## Prompt a
Write out the records from the line holding "Tag the polished" through the line holding "<point>666,453</point>", inclusive, reproducing every line character for character.

## Quoted passage
The Grand Bargain, you might recall two posts ago, referred to a plan whereby the music industry would license campus networks for the use of their content through a portal that upon graduation could be deployed for a paid service. We could expand that discussion to include movies, although recognizing capital expenditures in exponentially greater numbers that are made for film over songs, a fee, perhaps garnered automatically from a student activities fee, is not out of the question. If the music industry takes umbrage at that notion, then I recommend the RIAA and the MPAA sit down and chat together about how to work out something together, but not at any further expense to either students or higher education. (Don't forget, it will cost in F.T.E. to manage this arrangement, so it is not "free" to colleges and universities either … but let's not sweat the details, just take notice that they are there.)
 
"You can't compete with free!" a representative of the RIAA kept saying at this meeting.  Oh yes you can.  Bottled water historically was the response to that idea, but I want to suggest something in the immediate realm at hand.  There is something more at stake than market considerations.  Ethics, citizenship, respect for the law, higher education and democracy are central to this issue, which is why many of us in higher education continue to care.  So instead of repeatedly making market comparisons to the days before disruptive technology, may I urge the entertainment content industry to turn its gaze upon that which would put it in a better light.  Here are my concrete proposals:
 
1. Work out the Grand Bargain, with both music and movies.
 
2. Create a foundation that gives back to higher education. Bill Gates is truly a shining example, and over the years the music and movie industry has made as much if not more than Microsoft did.  Instead of squeezing higher education as an intermediary (yes, I read Goldsmith and Wu's Who Controls the Internet, in fact I have taught it for as long as it has been published), encourage its missions. The Bill & Melinda Gates Foundation has taken this course with the Next Generation Learning Initiative, why don't you guys do something similar?

[Image object location entries]
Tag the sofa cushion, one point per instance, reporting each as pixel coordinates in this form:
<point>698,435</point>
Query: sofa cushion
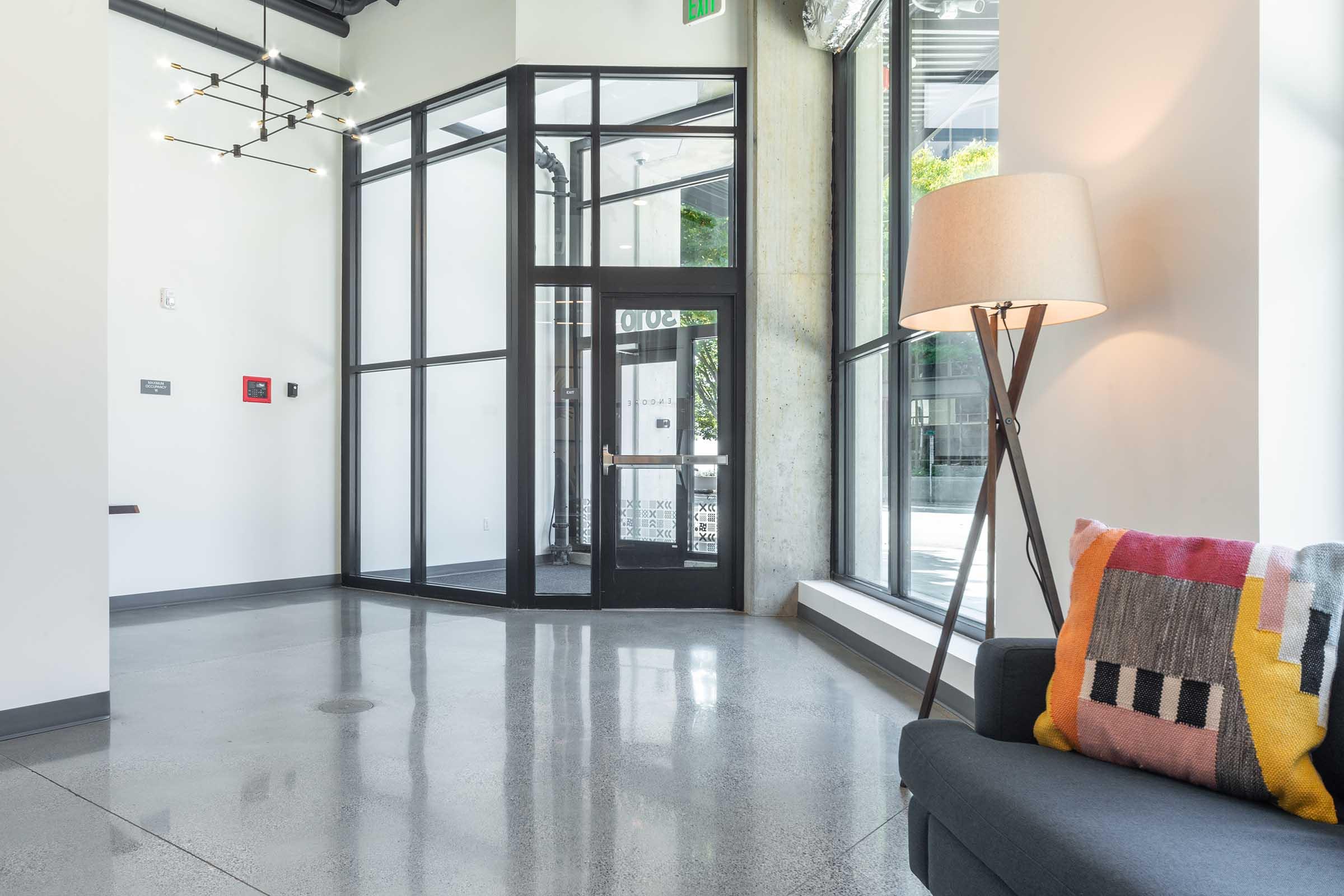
<point>1058,823</point>
<point>1201,659</point>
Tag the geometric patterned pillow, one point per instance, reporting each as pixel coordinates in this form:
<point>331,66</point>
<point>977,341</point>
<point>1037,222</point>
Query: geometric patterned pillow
<point>1202,660</point>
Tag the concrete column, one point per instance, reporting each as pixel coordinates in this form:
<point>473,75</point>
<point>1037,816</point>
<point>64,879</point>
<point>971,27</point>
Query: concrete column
<point>788,491</point>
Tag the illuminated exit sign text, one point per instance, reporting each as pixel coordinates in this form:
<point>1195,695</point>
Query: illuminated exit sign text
<point>694,11</point>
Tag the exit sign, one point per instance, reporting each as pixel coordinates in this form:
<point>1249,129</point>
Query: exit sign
<point>696,11</point>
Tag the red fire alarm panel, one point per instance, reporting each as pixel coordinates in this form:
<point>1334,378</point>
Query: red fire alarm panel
<point>257,389</point>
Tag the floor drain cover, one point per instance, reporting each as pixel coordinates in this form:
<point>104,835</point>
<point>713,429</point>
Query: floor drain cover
<point>346,706</point>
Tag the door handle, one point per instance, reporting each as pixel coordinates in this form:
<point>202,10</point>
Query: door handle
<point>659,460</point>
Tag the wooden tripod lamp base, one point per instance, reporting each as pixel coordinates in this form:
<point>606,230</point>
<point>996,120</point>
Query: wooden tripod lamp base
<point>1019,251</point>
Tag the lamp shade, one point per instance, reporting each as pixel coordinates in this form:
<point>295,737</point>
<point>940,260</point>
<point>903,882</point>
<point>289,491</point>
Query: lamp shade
<point>1026,240</point>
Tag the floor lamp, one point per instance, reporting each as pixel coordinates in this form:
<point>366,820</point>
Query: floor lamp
<point>1016,251</point>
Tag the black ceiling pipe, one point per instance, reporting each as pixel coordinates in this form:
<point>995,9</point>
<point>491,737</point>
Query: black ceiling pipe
<point>220,41</point>
<point>311,15</point>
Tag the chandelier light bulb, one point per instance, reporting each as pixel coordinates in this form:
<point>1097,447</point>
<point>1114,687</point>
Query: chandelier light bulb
<point>260,125</point>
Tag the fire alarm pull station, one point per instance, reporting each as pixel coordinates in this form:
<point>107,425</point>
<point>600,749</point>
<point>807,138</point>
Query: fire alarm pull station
<point>257,389</point>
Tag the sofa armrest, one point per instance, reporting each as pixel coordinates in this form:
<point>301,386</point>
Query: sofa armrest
<point>1011,679</point>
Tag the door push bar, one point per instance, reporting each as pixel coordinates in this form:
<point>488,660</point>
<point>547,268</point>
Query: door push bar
<point>659,460</point>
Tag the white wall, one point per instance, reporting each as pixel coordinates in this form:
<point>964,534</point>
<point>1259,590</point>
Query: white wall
<point>1147,416</point>
<point>53,356</point>
<point>229,492</point>
<point>633,32</point>
<point>1301,274</point>
<point>425,48</point>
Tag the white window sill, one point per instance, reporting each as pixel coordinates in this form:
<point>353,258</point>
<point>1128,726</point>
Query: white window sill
<point>909,637</point>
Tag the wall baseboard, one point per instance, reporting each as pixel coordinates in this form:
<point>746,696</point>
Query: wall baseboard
<point>57,713</point>
<point>949,696</point>
<point>220,591</point>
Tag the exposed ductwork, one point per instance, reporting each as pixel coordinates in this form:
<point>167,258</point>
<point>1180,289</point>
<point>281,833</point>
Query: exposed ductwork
<point>327,15</point>
<point>220,41</point>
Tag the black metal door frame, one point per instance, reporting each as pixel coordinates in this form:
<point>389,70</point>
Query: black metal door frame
<point>663,587</point>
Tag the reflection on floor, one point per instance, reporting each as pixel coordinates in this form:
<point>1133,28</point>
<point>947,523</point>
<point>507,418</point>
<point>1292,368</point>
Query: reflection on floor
<point>503,753</point>
<point>550,580</point>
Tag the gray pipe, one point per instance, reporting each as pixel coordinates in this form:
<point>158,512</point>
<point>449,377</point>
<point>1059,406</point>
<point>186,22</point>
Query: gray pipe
<point>562,538</point>
<point>220,41</point>
<point>328,22</point>
<point>330,16</point>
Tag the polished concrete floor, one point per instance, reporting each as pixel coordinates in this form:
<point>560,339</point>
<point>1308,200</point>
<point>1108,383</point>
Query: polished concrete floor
<point>467,752</point>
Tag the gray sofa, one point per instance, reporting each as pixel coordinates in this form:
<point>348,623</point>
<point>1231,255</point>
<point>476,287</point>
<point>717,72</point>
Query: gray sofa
<point>995,814</point>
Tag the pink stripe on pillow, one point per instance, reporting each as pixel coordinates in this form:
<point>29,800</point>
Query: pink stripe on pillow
<point>1130,738</point>
<point>1211,561</point>
<point>1275,594</point>
<point>1085,533</point>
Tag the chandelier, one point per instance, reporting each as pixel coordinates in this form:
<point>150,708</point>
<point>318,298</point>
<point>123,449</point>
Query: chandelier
<point>274,119</point>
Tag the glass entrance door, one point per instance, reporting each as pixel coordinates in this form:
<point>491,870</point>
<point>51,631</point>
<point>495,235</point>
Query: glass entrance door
<point>666,453</point>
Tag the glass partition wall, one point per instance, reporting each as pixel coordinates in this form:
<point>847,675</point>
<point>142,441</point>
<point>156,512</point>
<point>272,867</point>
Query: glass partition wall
<point>488,235</point>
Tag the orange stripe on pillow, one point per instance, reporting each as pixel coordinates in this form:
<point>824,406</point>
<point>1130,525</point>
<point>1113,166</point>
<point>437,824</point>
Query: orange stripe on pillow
<point>1072,652</point>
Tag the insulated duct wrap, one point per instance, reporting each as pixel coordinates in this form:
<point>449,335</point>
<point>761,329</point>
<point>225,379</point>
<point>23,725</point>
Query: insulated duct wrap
<point>831,25</point>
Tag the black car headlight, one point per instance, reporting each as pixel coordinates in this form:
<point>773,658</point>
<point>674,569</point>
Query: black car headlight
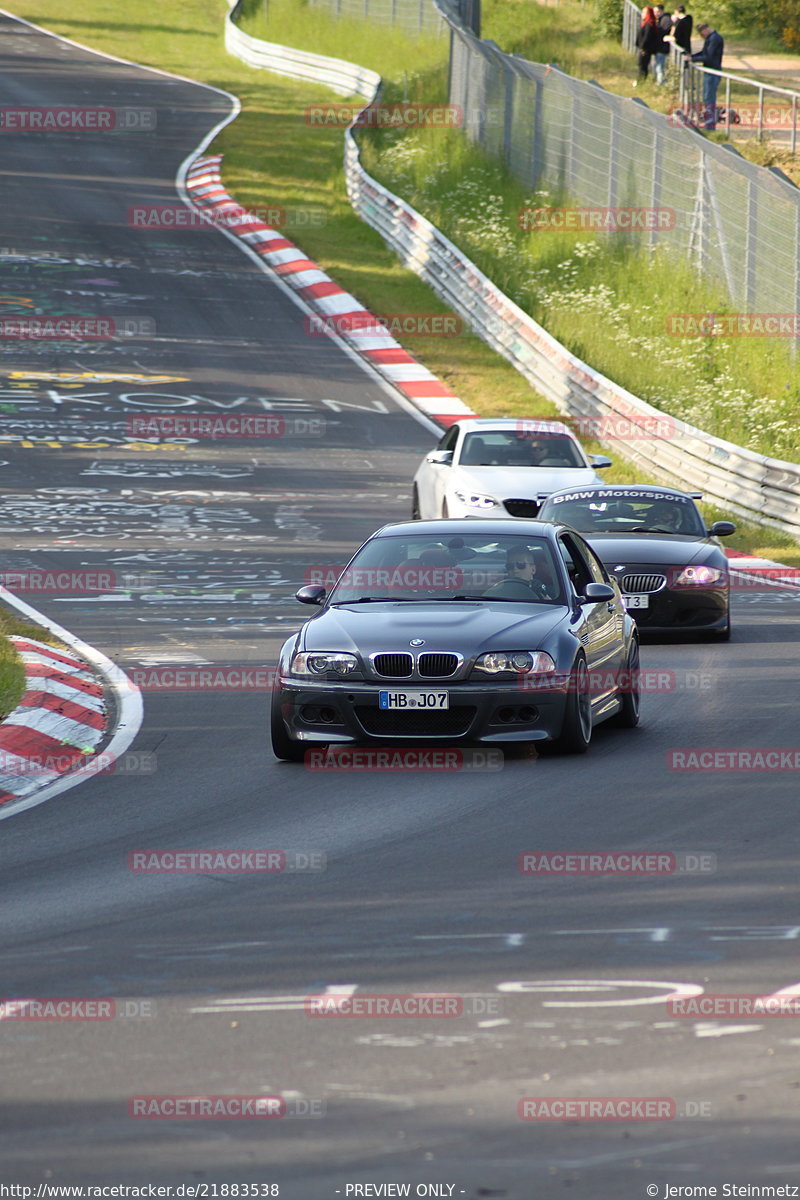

## Prompt b
Update the Grand Bargain text between "2. Create a" and "do something similar?", inclusive, putting "public universities" wherever "higher education" appears, and give back the revised passage.

## Reply a
Tag the polished concrete floor, one point per instance, reporting each as pixel coordinates in this form:
<point>560,339</point>
<point>1308,200</point>
<point>1108,383</point>
Query: polished concrete floor
<point>467,752</point>
Tag the gray sofa, one point per instance, reporting each as pixel coordinates in this form:
<point>348,623</point>
<point>1231,255</point>
<point>476,287</point>
<point>717,72</point>
Query: gray sofa
<point>995,814</point>
Tag the pink stripe on pillow, one point per instance, reporting each as pixel coordinates in this form:
<point>29,800</point>
Query: pink stripe on pillow
<point>1130,738</point>
<point>1211,561</point>
<point>1275,594</point>
<point>1085,533</point>
Tag the chandelier, one point per instance, reporting each as pixel coordinates in this form:
<point>150,708</point>
<point>318,298</point>
<point>123,449</point>
Query: chandelier
<point>274,119</point>
Tag the glass entrance door, one point per instance, reporting each as pixel coordinates in this form:
<point>491,870</point>
<point>51,631</point>
<point>495,235</point>
Query: glass entrance door
<point>666,453</point>

## Reply b
2. Create a foundation that gives back to public universities. Bill Gates is truly a shining example, and over the years the music and movie industry has made as much if not more than Microsoft did.  Instead of squeezing public universities as an intermediary (yes, I read Goldsmith and Wu's Who Controls the Internet, in fact I have taught it for as long as it has been published), encourage its missions. The Bill & Melinda Gates Foundation has taken this course with the Next Generation Learning Initiative, why don't you guys do something similar?